### [Work to do]
Reproduce the passage from the post on the student walkout at the Hershey plant, beginning at the words "Things finally came" and ending after the words "on their shifts.".

### [Document extract]
□ □ □ □
I don’t know how many of you heard about this–I learned of it over the weekend. Basically, students from various countries came over to the US on a J-1 summer visa program that allowed them to work for two months and then travel. It should allow them to make some decent money, to travel, and to immerse themselves in the life and culture of the US. But in recent years, there have been complaints of bad working conditions at the jobs.

Things finally came to a head this year, when 200 of these students walked out of their job at the Hershey packing plant in Palmyra, PA.

In the protest on Wednesday, about 200 students who were scheduled to start work on an evening shift at 3 p.m. walked into the plant and presented a petition with several hundred signatures to a management representative. Then, together with some students coming off the daytime shift, they marched out.

“There is no cultural exchange, none, none,” a student from China said. “It is just work, work faster, work.”

They came down the driveway to the plant, with semi-trailer trucks wheeling by, chanting, “We are the students, the mighty, mighty students!” and labor slogans in English as well as their own languages. The students said they believed that so many of them walking off their jobs would stop some production on their shifts.

The students–who had to pay anywhere from $3,500 to $6,000 for their J-1 visas, found themselves working overnight shifts with cameras trained on them. A large chunk of their pay–which was $8.35 an hour–was taken out for the program’s expenses, rent (which was $400), and associated fees, leaving them with less than $200 a week. The last straw was when they discovered their neighbors, who were not part of the program, paid significantly less in rent they did.

Hershey’s insists that they contract out for this work to be done; they don’t actually hire or manage their own factory workers anymore, apparently. (Does any company do this anymore? Or are they really into passing the buck?) The students are also holding the organization that manages the J-1 visa program for the State Department, the Council for Educational Travel, USA.

The students say their working conditions are harsh and exploitative.

“I pick up boxes that are 45 pounds,” said Yana Brenzay of the Ukraine. “I am 95 pounds, and if I don’t do it, supervisors come and make me do it.”
□ □ □ □
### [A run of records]
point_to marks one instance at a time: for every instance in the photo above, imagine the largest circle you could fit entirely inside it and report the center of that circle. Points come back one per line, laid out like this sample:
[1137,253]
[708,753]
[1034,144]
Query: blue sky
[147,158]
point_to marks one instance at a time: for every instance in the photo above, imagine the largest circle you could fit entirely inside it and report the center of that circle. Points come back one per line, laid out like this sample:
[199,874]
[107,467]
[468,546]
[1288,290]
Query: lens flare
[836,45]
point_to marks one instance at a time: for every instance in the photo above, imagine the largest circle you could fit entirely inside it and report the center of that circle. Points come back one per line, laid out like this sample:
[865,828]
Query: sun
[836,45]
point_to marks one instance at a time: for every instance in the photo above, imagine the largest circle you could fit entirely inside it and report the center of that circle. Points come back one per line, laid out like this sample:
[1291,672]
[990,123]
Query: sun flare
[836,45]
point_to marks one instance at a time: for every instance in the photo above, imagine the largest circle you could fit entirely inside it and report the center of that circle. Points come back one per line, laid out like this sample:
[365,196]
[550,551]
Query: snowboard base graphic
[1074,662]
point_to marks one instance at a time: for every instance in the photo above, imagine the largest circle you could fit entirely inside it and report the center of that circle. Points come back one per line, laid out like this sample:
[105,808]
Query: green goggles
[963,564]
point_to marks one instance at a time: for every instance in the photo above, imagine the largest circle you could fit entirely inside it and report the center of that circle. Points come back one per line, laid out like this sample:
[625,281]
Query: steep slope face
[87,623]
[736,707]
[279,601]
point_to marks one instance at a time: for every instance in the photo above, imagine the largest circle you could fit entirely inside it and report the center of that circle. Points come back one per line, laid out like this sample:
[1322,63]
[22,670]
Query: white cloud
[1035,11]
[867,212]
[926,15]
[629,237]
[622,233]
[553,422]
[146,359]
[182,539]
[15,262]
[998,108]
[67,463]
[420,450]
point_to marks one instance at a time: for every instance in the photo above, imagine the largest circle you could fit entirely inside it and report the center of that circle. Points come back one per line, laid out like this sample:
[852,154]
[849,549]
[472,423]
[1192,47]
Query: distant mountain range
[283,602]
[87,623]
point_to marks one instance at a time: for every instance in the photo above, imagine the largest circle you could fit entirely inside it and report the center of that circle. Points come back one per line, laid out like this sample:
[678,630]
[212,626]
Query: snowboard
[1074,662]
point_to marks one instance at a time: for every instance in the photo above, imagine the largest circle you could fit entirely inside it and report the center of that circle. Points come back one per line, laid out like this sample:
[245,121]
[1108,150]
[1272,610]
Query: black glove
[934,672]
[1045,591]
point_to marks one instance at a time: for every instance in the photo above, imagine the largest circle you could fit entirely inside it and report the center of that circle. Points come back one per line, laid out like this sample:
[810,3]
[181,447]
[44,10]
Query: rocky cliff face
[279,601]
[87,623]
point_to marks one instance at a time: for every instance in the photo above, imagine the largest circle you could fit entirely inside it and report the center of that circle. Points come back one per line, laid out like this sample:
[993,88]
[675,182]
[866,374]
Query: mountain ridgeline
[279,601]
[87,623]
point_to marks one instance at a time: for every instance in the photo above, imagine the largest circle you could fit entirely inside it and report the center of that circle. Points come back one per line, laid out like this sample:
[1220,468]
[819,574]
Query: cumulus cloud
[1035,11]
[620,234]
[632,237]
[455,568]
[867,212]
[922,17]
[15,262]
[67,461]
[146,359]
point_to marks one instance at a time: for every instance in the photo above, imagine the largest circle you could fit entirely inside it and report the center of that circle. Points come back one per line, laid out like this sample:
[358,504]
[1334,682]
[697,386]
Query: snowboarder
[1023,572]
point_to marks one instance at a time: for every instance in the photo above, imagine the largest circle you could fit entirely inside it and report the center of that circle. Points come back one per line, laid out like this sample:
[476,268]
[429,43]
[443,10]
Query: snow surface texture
□ □ □ □
### [Task result]
Things finally came to a head this year, when 200 of these students walked out of their job at the Hershey packing plant in Palmyra, PA.

In the protest on Wednesday, about 200 students who were scheduled to start work on an evening shift at 3 p.m. walked into the plant and presented a petition with several hundred signatures to a management representative. Then, together with some students coming off the daytime shift, they marched out.

“There is no cultural exchange, none, none,” a student from China said. “It is just work, work faster, work.”

They came down the driveway to the plant, with semi-trailer trucks wheeling by, chanting, “We are the students, the mighty, mighty students!” and labor slogans in English as well as their own languages. The students said they believed that so many of them walking off their jobs would stop some production on their shifts.